[[ Material provided, beginning ]]

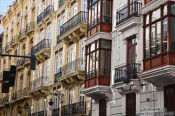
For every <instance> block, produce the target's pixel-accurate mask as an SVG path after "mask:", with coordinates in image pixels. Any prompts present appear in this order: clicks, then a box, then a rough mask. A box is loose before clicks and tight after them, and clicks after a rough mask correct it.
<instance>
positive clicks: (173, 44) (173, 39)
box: [171, 17, 175, 52]
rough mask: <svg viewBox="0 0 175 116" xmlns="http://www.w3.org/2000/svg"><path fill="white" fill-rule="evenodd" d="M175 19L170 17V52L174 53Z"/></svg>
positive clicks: (174, 39)
mask: <svg viewBox="0 0 175 116" xmlns="http://www.w3.org/2000/svg"><path fill="white" fill-rule="evenodd" d="M174 30H175V18H174V17H171V49H172V52H175V33H174Z"/></svg>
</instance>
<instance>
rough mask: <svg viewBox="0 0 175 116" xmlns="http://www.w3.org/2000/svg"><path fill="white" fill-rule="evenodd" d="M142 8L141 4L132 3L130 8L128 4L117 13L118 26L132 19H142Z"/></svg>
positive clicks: (124, 6) (122, 7)
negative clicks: (141, 11) (141, 8)
mask: <svg viewBox="0 0 175 116" xmlns="http://www.w3.org/2000/svg"><path fill="white" fill-rule="evenodd" d="M141 8H142V3H141V2H132V3H130V5H129V6H128V4H126V5H124V6H123V7H122V8H120V9H119V10H117V12H116V25H118V24H120V23H122V22H124V21H126V20H127V19H129V18H131V17H140V16H141Z"/></svg>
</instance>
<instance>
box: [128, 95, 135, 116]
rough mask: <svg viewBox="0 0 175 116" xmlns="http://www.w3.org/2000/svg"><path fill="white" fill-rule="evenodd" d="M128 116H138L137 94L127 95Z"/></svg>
mask: <svg viewBox="0 0 175 116" xmlns="http://www.w3.org/2000/svg"><path fill="white" fill-rule="evenodd" d="M126 116H136V94H135V93H128V94H126Z"/></svg>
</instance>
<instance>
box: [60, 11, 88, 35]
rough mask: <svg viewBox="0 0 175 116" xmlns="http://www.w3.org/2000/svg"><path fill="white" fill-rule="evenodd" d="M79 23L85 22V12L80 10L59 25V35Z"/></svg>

[[ Material provided, end ]]

## What to do
All that is needed is the exact run of lines from the start of the material above through the one containing "box: [171, 17, 175, 52]", pictures left out.

## Your response
For every <instance> block, produce the target's pixel-accurate mask as an SVG path after "mask:", with coordinates in image pixels. Any prompts present appear in this order: clicks, then a box, then a rough mask. A box is loose before clicks and tight after them, and clicks after a rough mask correct it.
<instance>
positive clicks: (173, 44) (173, 39)
box: [171, 17, 175, 52]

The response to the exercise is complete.